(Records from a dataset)
##############################
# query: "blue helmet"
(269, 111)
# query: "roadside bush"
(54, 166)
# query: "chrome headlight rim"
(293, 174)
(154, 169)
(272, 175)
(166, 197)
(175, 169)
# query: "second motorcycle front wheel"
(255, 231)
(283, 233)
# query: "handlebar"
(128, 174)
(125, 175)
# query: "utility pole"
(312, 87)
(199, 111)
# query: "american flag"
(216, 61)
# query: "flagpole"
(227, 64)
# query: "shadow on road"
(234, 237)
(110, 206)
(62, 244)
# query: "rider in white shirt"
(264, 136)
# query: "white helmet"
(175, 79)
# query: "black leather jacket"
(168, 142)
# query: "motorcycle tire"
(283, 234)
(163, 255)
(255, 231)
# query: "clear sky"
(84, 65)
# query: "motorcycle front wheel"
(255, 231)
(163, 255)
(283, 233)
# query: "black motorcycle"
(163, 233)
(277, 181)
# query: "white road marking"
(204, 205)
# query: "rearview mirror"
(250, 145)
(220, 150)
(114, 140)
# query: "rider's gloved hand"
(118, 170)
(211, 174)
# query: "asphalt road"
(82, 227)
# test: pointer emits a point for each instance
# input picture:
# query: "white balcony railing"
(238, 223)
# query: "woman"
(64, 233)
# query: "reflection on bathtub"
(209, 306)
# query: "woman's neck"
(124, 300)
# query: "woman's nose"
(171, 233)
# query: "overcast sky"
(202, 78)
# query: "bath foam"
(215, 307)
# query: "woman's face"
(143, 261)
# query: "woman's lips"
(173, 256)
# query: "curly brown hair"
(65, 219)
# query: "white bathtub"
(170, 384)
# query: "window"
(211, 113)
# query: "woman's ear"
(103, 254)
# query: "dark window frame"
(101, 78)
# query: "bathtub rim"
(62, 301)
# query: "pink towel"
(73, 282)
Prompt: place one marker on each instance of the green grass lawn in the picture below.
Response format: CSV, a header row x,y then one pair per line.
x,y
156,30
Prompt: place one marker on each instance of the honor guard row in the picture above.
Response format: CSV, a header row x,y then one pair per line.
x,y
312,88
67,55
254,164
##############################
▶ _YOUR GOAL_:
Take the entries above and transcribe them in full.

▶ _OUTPUT OF THE EXERCISE_:
# query: "blue helmet"
(269, 111)
# query: "roadside bush"
(54, 166)
# query: "chrome headlight rim"
(293, 174)
(154, 169)
(272, 175)
(166, 197)
(175, 169)
# query: "second motorcycle front wheel"
(255, 231)
(283, 233)
# query: "handlebar"
(128, 174)
(125, 175)
# query: "utility pole"
(312, 87)
(199, 111)
# query: "american flag"
(216, 61)
# query: "flagpole"
(227, 64)
# query: "shadow on road"
(234, 237)
(110, 206)
(62, 244)
# query: "rider in white shirt"
(264, 136)
# query: "white helmet"
(175, 79)
# query: "black leather jacket"
(168, 142)
# query: "motorcycle tire"
(283, 234)
(163, 255)
(255, 231)
# query: "clear sky"
(84, 65)
# query: "motorcycle front wheel"
(255, 231)
(163, 255)
(283, 233)
# query: "black motorcycle"
(163, 233)
(277, 181)
# query: "white road marking"
(204, 205)
# query: "rearview mirror"
(250, 145)
(220, 150)
(114, 140)
# query: "rider's gloved hand"
(118, 170)
(211, 174)
# query: "asphalt road"
(82, 227)
# test: pointer emits a point for each instance
# input picture:
# query: "white balcony railing"
(238, 223)
# query: "woman"
(64, 233)
# query: "reflection on bathtub"
(209, 306)
# query: "woman's neck"
(124, 300)
# query: "woman's nose"
(171, 233)
# query: "overcast sky"
(202, 78)
# query: "bath foam"
(215, 307)
# query: "woman's face"
(143, 261)
# query: "woman's lips"
(173, 256)
# query: "curly brown hair"
(65, 219)
# query: "white bathtub"
(170, 384)
# query: "window"
(211, 113)
# query: "woman's ear"
(103, 254)
# query: "dark window frame"
(101, 78)
# query: "bathtub rim"
(62, 301)
# query: "pink towel"
(73, 282)
Prompt: place one marker on each instance of the green grass lawn in the picture below.
Response format: CSV, a header row x,y then one pair per line.
x,y
156,30
Prompt: place one marker on each instance of the honor guard row in the picture above.
Response format: CSV, a header row x,y then one pair per line.
x,y
312,88
67,55
254,164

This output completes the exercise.